# Exercise goal
Skip the pictures and give back the rest of the listing exactly.

# Supplied entries
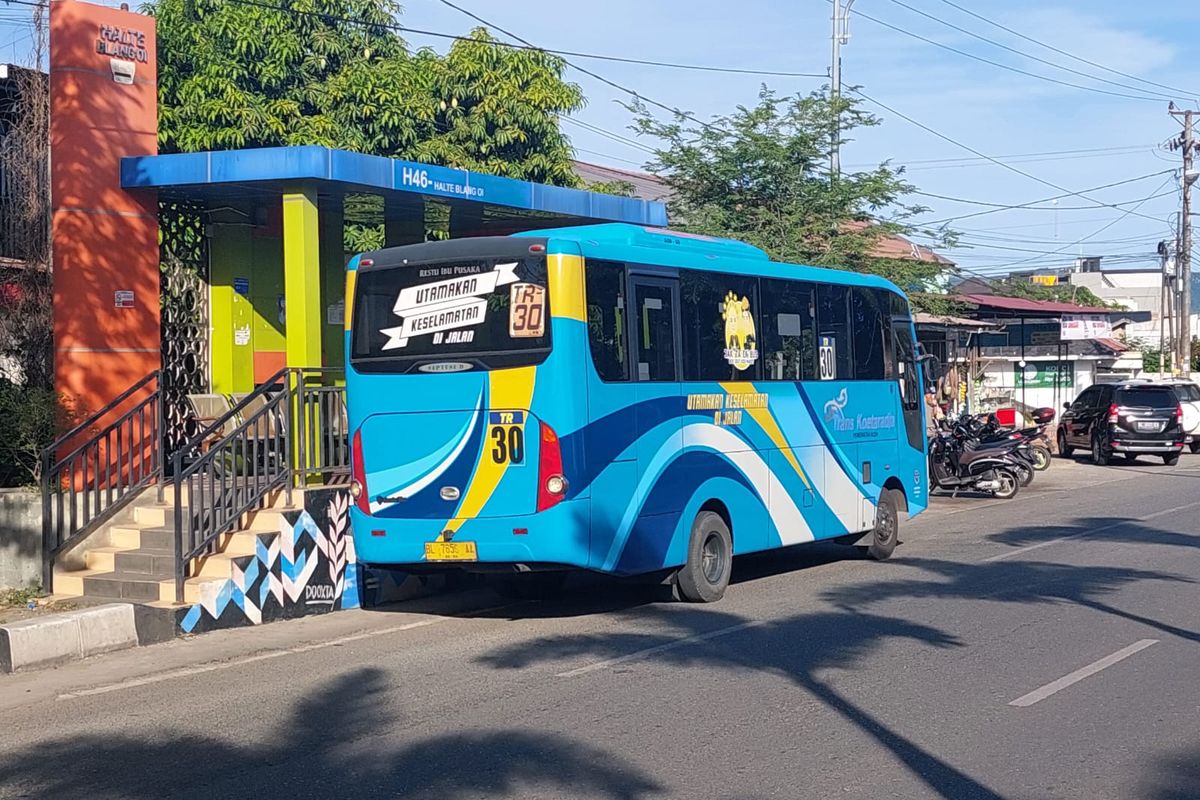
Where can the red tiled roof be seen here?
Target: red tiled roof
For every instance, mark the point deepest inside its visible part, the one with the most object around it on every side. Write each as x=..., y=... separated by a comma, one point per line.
x=1021, y=304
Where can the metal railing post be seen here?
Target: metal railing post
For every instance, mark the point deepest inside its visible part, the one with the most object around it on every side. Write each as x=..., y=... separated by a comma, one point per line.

# Answer to this exercise
Where can the red tiled roof be seen here?
Target: red tiled roof
For every instance, mark the point deepest inside its visible part, the one with the most object around it on every side. Write each as x=..., y=... separated by a comma, one point per line.
x=1021, y=304
Where can the metal railing post be seen here?
Target: metal railing post
For every instance, mark the point deepest inside its visible part, the one with the most object around it on every side. Write each as x=..., y=... separated by a comma, one point per line.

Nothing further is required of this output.